Work to complete:
Check each line of the data, and copy those where "mount" appears.

Dataset content:
+-------+

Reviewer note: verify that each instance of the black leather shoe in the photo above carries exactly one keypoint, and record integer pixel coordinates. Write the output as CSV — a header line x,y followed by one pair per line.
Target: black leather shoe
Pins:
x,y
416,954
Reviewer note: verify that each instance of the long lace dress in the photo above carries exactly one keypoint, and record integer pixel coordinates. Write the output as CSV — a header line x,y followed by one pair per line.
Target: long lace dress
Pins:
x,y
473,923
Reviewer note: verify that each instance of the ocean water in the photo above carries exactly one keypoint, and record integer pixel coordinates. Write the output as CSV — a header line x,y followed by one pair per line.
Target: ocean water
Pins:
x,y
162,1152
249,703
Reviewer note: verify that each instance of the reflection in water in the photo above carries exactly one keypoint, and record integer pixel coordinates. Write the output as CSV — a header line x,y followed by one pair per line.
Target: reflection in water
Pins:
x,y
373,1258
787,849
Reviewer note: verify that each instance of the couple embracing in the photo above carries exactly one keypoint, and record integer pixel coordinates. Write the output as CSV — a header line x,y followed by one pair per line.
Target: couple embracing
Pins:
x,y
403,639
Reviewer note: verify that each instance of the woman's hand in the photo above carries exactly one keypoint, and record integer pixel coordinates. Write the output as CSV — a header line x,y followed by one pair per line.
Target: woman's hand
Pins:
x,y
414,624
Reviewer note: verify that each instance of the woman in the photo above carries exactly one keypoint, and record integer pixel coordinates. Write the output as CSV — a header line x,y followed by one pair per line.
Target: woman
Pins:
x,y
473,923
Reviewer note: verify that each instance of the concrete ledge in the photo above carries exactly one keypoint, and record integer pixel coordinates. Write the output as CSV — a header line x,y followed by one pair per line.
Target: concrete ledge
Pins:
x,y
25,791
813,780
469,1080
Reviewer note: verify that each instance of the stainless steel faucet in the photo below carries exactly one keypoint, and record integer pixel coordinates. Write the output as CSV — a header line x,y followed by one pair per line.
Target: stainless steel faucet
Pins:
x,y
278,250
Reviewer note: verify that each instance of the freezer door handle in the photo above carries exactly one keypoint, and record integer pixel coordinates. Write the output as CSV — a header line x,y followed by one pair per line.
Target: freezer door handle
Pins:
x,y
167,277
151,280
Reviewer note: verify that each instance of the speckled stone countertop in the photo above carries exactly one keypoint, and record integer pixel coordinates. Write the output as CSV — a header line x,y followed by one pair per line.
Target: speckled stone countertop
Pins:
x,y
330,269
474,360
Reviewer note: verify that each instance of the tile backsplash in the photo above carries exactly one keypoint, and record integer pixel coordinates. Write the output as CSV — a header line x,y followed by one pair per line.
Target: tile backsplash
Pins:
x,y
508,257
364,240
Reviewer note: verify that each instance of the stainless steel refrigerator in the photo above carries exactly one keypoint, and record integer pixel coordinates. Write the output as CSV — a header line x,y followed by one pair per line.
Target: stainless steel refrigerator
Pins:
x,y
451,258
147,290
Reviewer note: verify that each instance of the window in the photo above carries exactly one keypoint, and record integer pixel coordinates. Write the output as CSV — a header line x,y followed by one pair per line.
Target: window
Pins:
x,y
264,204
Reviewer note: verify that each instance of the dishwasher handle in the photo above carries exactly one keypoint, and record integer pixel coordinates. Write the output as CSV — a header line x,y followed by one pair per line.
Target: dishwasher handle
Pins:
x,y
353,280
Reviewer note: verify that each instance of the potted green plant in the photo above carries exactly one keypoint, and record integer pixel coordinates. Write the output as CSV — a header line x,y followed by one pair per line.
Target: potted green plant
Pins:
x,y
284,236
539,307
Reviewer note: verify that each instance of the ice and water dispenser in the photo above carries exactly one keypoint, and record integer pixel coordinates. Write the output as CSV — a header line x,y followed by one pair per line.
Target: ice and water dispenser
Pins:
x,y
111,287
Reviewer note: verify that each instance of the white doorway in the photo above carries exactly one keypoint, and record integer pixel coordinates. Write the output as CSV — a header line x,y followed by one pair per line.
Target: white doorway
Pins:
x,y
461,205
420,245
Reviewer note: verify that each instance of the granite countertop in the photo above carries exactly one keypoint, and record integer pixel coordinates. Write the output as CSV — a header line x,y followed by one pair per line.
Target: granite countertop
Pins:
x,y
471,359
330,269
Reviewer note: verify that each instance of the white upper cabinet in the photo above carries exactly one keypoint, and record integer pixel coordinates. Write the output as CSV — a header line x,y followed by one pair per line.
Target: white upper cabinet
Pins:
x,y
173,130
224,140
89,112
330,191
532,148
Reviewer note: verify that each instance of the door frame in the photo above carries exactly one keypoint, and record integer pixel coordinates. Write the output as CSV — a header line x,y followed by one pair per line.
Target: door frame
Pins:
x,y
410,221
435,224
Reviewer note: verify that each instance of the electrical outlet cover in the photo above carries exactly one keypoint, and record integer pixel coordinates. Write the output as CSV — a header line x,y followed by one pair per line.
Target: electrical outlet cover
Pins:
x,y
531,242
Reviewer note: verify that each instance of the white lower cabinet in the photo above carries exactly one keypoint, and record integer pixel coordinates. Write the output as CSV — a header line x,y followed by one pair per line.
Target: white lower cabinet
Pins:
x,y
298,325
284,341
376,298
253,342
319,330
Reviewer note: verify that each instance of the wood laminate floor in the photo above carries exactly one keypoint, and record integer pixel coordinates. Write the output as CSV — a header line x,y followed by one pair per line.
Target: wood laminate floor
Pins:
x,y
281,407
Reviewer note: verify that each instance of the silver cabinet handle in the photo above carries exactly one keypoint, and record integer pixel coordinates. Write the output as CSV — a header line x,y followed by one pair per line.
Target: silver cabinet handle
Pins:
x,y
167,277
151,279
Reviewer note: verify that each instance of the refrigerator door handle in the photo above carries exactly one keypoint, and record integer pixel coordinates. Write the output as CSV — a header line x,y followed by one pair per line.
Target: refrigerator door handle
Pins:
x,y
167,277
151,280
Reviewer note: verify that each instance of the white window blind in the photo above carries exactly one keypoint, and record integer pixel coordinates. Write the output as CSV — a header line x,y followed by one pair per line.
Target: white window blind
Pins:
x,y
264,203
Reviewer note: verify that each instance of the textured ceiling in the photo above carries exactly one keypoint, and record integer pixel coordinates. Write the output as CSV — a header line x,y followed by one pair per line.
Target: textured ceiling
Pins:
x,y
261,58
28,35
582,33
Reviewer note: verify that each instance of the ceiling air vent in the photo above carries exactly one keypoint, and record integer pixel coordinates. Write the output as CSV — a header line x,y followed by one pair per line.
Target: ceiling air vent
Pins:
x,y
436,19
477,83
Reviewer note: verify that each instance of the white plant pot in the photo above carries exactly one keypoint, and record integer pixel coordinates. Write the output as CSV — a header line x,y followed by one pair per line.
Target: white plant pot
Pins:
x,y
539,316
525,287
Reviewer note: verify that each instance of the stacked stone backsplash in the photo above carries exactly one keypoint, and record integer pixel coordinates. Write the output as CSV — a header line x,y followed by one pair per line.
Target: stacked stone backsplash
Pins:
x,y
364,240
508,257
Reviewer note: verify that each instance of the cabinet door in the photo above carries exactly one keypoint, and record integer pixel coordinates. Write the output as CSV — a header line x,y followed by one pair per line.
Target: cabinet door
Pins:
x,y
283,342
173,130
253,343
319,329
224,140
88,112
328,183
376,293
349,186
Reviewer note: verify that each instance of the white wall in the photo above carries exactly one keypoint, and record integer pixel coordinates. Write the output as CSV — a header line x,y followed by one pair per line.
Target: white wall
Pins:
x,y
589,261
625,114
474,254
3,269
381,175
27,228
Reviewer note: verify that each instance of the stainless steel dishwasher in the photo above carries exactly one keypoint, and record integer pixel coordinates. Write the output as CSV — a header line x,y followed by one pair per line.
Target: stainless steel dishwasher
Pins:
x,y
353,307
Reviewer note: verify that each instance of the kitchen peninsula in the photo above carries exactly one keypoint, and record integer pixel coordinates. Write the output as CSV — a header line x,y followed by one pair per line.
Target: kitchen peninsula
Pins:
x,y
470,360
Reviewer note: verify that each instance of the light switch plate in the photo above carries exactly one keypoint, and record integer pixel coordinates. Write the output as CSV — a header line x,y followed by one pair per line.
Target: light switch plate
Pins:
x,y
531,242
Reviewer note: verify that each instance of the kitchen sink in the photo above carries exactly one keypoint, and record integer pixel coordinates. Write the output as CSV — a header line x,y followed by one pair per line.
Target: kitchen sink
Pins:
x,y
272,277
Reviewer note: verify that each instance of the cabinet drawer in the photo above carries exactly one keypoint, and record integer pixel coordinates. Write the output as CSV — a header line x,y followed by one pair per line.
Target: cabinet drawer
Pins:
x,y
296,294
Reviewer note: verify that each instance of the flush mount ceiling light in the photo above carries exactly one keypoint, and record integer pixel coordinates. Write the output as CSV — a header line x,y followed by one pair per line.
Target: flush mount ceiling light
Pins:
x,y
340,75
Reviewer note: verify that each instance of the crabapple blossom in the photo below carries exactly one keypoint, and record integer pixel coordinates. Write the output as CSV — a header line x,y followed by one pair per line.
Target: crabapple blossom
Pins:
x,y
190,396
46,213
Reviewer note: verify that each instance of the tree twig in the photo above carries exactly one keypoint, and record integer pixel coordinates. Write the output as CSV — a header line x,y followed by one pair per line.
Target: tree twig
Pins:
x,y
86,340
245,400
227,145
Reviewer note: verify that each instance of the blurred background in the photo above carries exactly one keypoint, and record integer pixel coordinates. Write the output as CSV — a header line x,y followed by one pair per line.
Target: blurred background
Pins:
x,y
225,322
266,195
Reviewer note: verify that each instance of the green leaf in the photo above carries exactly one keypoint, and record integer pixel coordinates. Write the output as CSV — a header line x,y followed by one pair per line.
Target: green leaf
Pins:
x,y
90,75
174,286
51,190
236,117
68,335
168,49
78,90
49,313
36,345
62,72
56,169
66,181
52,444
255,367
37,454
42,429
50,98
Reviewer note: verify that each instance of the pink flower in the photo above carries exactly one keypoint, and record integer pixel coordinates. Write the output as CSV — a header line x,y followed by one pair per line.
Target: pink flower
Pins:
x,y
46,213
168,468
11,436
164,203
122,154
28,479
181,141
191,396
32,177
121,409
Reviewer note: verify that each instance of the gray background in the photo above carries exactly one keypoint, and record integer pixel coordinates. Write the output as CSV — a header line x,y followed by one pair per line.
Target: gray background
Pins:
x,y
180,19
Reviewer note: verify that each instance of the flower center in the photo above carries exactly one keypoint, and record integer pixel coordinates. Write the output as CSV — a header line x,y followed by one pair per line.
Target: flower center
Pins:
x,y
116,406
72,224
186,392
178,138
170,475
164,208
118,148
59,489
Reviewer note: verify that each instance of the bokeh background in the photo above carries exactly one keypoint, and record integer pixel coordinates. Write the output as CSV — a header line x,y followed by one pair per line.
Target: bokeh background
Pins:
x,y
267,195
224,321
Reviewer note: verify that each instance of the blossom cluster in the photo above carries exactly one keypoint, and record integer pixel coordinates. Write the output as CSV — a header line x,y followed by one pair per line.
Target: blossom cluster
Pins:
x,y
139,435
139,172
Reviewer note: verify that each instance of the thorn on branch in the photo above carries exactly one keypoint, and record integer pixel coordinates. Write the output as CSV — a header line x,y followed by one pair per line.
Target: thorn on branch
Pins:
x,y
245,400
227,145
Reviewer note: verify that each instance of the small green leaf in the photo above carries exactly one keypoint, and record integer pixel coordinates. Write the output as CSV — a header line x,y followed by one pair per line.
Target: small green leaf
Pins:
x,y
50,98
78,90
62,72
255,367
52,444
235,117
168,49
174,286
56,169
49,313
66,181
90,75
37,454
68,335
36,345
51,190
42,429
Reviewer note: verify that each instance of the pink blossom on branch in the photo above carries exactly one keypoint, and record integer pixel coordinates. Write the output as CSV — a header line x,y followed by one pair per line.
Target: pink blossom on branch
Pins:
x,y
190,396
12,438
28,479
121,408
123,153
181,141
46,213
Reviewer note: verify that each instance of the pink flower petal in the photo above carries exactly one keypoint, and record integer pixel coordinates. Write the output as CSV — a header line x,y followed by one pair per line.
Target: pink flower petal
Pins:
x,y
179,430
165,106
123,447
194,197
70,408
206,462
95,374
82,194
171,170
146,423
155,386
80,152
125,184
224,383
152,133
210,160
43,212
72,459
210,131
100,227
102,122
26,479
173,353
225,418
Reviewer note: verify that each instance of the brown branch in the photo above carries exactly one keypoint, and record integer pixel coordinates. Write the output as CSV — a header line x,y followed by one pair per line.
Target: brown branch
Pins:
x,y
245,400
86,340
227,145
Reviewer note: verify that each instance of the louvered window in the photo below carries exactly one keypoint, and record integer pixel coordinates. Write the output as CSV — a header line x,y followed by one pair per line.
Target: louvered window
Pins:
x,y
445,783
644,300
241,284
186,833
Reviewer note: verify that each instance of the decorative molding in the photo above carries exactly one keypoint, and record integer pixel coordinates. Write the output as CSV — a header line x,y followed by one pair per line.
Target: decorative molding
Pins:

+-------+

Task result:
Reviewer note: verify that each instance of the flush mount ceiling light in the photo above carries exactly one keypoint, and record integer pixel coordinates. Write the output as CSV — a header line x,y followed by one pair per line.
Target: flush mount ceiling light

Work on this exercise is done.